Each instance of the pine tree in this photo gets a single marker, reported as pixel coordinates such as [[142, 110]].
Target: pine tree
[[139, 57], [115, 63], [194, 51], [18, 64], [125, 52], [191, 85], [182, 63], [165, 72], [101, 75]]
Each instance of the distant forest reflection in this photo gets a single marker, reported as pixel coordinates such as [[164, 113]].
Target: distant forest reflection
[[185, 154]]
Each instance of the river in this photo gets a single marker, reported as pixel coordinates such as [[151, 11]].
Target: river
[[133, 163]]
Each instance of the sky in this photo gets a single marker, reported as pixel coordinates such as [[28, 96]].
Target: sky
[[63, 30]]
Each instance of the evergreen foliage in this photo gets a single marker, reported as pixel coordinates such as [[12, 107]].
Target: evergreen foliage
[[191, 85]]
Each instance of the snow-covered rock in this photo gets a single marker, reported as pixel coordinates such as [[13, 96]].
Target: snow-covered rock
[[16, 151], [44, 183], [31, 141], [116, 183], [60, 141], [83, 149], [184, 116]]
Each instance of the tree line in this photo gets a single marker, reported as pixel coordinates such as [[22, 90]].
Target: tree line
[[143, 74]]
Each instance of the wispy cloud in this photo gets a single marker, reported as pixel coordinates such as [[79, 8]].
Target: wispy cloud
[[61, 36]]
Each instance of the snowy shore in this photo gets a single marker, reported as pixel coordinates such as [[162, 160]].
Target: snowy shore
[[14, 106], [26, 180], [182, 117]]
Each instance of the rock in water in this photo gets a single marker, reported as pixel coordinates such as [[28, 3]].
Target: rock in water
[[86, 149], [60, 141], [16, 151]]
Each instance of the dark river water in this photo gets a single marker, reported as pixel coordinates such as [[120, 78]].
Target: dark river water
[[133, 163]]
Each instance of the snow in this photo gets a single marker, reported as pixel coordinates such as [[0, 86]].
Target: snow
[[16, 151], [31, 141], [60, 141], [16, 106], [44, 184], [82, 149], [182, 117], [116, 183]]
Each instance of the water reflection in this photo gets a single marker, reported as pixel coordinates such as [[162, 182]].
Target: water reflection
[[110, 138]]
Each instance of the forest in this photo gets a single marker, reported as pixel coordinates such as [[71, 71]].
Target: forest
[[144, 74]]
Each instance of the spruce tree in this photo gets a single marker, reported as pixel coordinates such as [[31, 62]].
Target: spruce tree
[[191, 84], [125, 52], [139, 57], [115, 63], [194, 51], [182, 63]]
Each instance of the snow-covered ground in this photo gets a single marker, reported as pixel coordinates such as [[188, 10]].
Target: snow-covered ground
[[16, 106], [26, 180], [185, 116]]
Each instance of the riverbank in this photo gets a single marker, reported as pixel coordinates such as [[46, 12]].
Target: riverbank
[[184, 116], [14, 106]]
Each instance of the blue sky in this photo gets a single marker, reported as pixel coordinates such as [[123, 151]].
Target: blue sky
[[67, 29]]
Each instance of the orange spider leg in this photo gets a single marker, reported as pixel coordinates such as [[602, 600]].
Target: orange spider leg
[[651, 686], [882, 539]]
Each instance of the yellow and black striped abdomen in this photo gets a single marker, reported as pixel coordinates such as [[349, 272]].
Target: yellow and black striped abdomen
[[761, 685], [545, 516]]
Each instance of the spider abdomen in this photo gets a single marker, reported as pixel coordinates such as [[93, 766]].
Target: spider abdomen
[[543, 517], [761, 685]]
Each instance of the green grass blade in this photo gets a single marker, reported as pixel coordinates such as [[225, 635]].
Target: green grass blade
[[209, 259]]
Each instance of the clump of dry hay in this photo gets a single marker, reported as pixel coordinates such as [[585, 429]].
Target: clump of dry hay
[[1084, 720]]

▸ Required work:
In the entries above, the lines between the one holding "Target: snowy shore" and the one holding "Each instance of the snow-covered ground", inclusive, are to be printed exactly as written, and those alone.

▸ Answer space:
Target: snowy shore
[[14, 106], [26, 180], [182, 117]]
Each instance of the rock in water in this photo gets a single marker, reported as pixel coordinates such as [[28, 3]].
Target: rock in water
[[86, 149], [60, 141], [16, 151]]
Each instance of the dark river water in this photo gets a single marker, reported as pixel coordinates such as [[120, 78]].
Target: dark river water
[[133, 163]]
Each instance of the snow in this photo gets a single marker, reported as pixel coordinates such as [[0, 86]].
Target: snow
[[16, 151], [31, 141], [60, 141], [16, 106], [44, 184], [82, 149], [182, 117], [116, 183]]
Each instance of the water reflection in this photo gets a single marker, reported as pixel coordinates such as [[162, 182]].
Target: water reflection
[[110, 138]]
Each instance of the forest in this photo gets a single marker, reported as pixel coordinates such as [[71, 71]].
Target: forest
[[144, 74]]
Each instance of the spruce tree in this photo gets a single marker, reported as pixel coordinates such as [[31, 62]].
Target: spruce tree
[[191, 84], [125, 52], [139, 57], [115, 63], [194, 51], [182, 63]]
Each instance of the snow-covered ground in this photo gets a single marker, reported as pixel coordinates such as [[188, 10]].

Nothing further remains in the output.